> [STATED GOAL] Turn the records below into a JSON list of strings, one string per line, with blank lines left out. Include every line from the first line of the records through the line that contains "(1156, 827)", and include that line too.

(Records of labeled points)
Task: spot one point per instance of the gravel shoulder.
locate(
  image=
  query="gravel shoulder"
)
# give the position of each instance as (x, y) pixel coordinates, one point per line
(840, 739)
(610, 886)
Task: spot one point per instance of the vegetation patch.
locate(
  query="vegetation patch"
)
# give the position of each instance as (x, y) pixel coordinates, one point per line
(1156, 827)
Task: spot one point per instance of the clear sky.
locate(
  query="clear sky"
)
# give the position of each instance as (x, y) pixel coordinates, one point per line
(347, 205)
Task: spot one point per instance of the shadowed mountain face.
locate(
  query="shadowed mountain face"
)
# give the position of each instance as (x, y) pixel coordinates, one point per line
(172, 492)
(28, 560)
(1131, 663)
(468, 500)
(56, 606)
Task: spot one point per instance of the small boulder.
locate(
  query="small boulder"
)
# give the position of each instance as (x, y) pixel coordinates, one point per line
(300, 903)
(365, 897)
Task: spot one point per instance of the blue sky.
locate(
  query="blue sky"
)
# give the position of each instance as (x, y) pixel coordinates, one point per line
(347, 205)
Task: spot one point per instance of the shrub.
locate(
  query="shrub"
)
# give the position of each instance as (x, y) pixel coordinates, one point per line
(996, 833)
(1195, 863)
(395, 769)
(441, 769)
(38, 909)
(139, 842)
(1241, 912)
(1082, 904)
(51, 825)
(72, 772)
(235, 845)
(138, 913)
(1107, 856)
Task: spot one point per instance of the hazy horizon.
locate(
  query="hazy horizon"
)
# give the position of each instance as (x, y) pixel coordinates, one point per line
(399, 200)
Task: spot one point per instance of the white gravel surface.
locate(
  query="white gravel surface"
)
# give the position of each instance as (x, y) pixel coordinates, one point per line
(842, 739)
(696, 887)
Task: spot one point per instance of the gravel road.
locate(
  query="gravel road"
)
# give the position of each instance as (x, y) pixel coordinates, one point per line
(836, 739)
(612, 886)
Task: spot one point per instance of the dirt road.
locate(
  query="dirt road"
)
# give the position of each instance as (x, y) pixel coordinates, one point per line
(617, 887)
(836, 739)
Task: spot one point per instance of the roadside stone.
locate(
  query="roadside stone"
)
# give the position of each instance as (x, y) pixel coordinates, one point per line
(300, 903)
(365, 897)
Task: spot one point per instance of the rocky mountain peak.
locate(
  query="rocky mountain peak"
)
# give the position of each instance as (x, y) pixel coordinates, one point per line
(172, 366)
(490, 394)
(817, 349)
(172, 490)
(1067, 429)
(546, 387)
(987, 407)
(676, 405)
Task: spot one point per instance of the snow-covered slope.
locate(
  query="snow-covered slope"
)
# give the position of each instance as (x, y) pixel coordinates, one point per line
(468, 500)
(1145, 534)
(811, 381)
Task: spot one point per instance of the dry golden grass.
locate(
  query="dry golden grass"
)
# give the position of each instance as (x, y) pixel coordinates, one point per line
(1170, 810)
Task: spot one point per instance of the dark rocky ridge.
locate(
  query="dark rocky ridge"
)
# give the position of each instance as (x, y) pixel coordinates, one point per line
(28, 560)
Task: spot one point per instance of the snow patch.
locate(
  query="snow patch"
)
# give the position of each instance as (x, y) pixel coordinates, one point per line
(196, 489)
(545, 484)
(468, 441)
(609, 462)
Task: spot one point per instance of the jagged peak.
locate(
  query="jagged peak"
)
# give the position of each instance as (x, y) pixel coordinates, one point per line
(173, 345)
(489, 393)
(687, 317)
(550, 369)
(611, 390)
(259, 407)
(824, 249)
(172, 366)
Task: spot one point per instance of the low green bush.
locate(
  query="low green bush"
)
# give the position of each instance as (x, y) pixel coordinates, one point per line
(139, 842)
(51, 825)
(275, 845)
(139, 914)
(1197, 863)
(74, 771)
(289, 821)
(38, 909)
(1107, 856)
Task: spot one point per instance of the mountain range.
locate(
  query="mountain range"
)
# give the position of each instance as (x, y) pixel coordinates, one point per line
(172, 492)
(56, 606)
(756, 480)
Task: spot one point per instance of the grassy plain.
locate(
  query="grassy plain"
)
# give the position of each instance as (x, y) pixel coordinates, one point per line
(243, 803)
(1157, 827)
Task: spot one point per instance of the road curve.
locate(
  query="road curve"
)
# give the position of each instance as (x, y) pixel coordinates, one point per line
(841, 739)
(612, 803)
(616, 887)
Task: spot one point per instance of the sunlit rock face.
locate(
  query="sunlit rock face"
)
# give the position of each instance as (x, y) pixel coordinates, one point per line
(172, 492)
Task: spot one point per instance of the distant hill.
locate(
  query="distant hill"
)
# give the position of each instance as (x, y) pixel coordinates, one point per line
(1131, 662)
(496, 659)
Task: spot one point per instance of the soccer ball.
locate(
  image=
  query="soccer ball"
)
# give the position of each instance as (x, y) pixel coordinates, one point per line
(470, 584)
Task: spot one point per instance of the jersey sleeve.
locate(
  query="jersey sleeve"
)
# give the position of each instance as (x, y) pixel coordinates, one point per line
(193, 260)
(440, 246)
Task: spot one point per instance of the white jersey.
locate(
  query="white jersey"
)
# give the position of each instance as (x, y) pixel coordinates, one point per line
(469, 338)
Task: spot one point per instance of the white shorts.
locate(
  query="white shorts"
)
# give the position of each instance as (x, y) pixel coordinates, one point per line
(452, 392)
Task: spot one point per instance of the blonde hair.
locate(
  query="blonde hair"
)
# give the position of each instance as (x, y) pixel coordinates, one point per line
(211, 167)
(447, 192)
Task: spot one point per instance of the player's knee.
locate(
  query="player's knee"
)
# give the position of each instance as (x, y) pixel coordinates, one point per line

> [WRITTEN SOLUTION]
[
  "Task: spot one point per instance of the gravel shoulder.",
  "locate(",
  "  image=",
  "  query=\"gravel shoulder\"",
  ")",
  "# give the position of each instance as (x, y) pixel coordinates, one point per line",
  "(840, 739)",
  "(610, 886)",
  "Task: spot one point per instance of the vegetation patch.",
  "locate(",
  "  query=\"vegetation patch\"",
  ")",
  "# give the position of each instance as (x, y) pixel coordinates, one point per line",
  "(1156, 827)"
]